• **Challenge 1**:
In the listing, reproduce everything from the line containing "Task: pick out blurred" down to the line containing "<point>51,483</point>", substituting "out-of-focus background" for "blurred background" and leaving all else unchanged.

Configuration Hierarchy & Best Practices¶

For clarity, here's a suggested way to think about configuration:

Prefect Blocks (Secrets & Infrastructure):
- Use for: All secrets (API keys, passwords, tokens), and definitions of infrastructure your flows run on (like the docker-container/local-worker-infra block for local execution).
- Why: Secure storage for secrets, standard way to define runtime environments. Easily manageable via UI or API.
Prefect Variables (Runtime Flow/Task Parameters - from configs/variables/*.yaml):
- Use for: Non-sensitive parameters that control the behavior of your deployed flows and tasks (e.g., URLs for data sources, file paths relative to a base defined elsewhere, batch sizes, feature flags, model names, query parameters).
- Why: Allows changing flow behavior without code changes, easily managed via UI or API after being set up by make setup-variables. Stored in Prefect backend, accessible by any worker.

• **Supplied material**:
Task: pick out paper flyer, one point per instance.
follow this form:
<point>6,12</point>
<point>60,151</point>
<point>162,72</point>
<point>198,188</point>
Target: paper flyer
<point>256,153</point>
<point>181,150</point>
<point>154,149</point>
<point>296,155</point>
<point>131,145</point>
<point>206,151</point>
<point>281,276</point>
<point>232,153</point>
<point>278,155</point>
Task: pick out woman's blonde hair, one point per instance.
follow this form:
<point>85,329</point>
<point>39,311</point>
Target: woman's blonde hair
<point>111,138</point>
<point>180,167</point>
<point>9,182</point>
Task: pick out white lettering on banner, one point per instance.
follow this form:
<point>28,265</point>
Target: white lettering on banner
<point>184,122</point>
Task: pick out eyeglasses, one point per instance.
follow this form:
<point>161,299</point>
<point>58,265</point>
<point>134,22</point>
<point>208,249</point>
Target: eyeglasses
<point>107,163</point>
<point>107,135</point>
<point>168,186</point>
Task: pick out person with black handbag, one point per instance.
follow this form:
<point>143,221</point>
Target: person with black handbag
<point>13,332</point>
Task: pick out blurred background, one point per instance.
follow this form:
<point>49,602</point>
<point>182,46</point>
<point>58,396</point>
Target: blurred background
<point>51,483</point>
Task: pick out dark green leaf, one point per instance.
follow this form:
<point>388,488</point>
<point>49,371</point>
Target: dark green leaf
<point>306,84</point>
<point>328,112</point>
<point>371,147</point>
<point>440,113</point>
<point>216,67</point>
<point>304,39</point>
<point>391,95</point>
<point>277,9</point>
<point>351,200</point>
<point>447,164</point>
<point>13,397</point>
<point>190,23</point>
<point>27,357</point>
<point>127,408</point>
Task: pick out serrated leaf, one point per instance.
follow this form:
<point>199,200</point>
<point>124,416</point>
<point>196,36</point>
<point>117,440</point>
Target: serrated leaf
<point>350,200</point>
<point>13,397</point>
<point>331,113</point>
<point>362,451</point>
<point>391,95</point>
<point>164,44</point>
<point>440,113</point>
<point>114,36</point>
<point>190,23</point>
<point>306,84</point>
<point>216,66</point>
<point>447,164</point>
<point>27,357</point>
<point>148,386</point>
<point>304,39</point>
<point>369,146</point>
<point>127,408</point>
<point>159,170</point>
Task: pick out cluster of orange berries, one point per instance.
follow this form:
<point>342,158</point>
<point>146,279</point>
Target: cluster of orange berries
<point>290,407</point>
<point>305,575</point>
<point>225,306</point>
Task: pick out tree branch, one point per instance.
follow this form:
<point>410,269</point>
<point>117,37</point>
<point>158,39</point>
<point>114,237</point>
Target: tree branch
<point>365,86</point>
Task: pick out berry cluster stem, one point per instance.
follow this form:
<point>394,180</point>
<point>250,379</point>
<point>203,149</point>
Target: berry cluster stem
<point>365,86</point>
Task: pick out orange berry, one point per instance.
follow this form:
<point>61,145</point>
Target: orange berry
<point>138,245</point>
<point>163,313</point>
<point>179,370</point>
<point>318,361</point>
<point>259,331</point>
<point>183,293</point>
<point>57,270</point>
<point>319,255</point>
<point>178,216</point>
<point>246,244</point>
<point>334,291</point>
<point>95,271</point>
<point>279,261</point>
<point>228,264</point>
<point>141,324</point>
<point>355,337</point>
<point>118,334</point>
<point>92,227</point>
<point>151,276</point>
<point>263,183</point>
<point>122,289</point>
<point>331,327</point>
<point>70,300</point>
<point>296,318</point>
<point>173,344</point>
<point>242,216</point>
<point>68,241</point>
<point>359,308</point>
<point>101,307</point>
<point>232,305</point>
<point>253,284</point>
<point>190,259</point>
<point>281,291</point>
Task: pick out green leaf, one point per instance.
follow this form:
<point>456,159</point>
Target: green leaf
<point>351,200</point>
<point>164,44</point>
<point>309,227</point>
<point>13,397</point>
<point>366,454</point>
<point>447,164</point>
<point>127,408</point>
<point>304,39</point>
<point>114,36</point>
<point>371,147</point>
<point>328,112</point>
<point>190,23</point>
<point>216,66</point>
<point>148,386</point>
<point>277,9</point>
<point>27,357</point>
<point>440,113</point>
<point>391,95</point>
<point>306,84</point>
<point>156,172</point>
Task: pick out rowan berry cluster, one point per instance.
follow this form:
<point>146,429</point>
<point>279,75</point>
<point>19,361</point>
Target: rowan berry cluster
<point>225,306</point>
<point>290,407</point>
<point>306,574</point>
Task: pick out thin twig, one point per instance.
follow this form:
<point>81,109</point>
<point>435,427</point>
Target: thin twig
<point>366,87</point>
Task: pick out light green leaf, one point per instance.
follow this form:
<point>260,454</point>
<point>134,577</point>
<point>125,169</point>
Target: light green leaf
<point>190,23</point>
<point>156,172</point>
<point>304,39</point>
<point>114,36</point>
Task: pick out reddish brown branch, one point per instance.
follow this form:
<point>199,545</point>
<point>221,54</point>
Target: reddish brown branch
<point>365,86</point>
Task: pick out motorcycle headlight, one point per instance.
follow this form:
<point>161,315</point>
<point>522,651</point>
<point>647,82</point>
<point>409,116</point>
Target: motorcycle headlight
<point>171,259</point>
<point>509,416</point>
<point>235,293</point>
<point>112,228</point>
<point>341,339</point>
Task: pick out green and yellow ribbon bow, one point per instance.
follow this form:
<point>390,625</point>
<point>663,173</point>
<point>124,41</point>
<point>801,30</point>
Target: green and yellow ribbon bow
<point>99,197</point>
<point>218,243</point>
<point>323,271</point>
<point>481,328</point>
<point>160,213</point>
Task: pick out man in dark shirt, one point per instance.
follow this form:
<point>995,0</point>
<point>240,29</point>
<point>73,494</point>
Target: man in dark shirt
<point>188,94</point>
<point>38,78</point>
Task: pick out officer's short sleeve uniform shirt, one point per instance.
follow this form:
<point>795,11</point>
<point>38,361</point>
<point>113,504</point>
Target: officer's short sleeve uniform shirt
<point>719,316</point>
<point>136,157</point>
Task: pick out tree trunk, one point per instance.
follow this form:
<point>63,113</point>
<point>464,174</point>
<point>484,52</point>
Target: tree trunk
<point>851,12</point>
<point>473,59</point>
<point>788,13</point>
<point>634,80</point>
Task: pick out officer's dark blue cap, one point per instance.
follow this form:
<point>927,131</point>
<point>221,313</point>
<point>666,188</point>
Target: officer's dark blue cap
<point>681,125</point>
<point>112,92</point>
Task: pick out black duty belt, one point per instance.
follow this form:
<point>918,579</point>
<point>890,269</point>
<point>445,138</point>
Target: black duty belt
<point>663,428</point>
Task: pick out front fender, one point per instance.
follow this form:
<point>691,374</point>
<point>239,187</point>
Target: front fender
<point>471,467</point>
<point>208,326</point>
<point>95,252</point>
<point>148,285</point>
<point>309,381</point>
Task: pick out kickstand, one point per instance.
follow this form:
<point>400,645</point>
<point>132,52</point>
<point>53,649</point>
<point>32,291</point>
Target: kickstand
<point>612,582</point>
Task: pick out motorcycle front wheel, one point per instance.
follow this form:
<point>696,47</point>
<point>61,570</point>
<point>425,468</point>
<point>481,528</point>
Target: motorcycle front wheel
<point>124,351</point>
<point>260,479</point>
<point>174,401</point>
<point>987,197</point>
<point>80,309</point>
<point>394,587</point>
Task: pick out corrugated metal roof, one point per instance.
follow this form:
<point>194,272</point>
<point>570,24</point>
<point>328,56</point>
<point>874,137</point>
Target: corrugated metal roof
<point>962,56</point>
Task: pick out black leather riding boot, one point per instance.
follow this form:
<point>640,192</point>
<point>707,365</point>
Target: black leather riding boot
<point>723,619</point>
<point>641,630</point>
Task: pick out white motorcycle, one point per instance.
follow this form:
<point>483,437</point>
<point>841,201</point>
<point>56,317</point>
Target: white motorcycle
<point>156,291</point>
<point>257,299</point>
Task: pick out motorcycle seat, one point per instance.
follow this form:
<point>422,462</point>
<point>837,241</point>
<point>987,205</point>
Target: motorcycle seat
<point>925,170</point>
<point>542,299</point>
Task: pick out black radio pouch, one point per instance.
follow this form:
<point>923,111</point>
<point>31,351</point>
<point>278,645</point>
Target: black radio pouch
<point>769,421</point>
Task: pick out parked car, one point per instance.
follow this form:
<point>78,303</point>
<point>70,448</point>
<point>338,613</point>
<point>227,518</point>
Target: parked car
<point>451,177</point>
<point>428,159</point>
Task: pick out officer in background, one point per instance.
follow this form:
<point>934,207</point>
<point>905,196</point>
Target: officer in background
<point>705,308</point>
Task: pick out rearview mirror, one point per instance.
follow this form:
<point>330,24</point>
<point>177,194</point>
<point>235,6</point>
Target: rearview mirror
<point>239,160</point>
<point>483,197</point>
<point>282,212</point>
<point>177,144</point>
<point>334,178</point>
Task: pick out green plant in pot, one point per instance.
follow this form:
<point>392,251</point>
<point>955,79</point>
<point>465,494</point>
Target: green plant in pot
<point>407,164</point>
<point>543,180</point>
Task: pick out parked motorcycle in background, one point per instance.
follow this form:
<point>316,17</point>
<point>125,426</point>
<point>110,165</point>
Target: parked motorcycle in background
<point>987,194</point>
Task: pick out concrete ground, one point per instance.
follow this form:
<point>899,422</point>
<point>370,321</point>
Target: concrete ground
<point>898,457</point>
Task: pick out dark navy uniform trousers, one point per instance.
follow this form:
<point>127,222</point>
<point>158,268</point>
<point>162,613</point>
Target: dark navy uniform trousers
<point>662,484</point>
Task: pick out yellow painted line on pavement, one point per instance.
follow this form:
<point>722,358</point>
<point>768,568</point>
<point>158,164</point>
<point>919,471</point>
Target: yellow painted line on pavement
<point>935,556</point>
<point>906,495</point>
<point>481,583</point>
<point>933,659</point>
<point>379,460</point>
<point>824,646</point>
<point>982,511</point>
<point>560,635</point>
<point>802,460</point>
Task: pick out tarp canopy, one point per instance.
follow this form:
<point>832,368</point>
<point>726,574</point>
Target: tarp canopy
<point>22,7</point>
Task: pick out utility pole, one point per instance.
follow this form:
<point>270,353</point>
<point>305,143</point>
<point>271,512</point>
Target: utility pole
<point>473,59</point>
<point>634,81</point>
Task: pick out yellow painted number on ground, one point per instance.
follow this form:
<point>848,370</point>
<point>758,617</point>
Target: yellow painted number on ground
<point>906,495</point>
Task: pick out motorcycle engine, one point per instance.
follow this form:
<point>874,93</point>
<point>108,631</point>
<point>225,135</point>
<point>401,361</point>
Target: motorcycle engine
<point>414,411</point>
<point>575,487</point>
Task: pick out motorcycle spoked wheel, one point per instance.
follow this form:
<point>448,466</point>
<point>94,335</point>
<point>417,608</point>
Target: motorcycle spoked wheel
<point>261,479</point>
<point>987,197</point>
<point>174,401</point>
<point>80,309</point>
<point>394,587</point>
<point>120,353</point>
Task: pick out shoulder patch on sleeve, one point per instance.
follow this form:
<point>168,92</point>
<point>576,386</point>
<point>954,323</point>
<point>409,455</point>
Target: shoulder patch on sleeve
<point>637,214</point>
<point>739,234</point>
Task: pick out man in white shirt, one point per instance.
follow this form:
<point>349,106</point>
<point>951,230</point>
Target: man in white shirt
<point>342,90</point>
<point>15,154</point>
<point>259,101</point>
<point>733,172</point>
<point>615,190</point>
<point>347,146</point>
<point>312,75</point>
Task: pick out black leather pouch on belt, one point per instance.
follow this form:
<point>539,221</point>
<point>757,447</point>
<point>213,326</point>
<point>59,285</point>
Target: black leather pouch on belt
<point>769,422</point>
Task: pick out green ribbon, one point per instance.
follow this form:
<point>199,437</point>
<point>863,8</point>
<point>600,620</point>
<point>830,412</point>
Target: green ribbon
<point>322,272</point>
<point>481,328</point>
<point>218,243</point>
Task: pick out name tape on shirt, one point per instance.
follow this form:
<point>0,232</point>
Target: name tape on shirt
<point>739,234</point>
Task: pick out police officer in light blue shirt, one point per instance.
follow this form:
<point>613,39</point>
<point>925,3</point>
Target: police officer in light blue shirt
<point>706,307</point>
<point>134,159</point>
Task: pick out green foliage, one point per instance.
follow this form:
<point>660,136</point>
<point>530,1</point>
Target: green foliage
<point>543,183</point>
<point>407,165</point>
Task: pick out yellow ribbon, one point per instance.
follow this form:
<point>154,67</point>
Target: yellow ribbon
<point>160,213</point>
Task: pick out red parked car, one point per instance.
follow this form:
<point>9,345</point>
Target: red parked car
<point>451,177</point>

• **Challenge 2**:
Duplicate everything in the configuration excerpt from "- Why: Secure" down to "by any worker.", word for word.

• **Output 1**:
Task: pick out out-of-focus background, one point per instance.
follow this form:
<point>49,602</point>
<point>182,46</point>
<point>58,396</point>
Target: out-of-focus background
<point>51,483</point>

• **Output 2**:
- Why: Secure storage for secrets, standard way to define runtime environments. Easily manageable via UI or API.
Prefect Variables (Runtime Flow/Task Parameters - from configs/variables/*.yaml):
- Use for: Non-sensitive parameters that control the behavior of your deployed flows and tasks (e.g., URLs for data sources, file paths relative to a base defined elsewhere, batch sizes, feature flags, model names, query parameters).
- Why: Allows changing flow behavior without code changes, easily managed via UI or API after being set up by make setup-variables. Stored in Prefect backend, accessible by any worker.